Please copy the material below word for word, keeping every line unchanged.

START Data to use

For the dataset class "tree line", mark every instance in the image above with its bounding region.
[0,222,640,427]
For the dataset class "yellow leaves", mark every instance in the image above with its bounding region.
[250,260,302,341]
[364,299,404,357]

END Data to use

> _Answer in full_
For the dataset class "tree line", mark every instance in the image above with its bounding region.
[0,222,640,427]
For the dataset class "yellow leaves", mark every instance in the image above with its bounding region.
[250,260,302,341]
[364,299,404,357]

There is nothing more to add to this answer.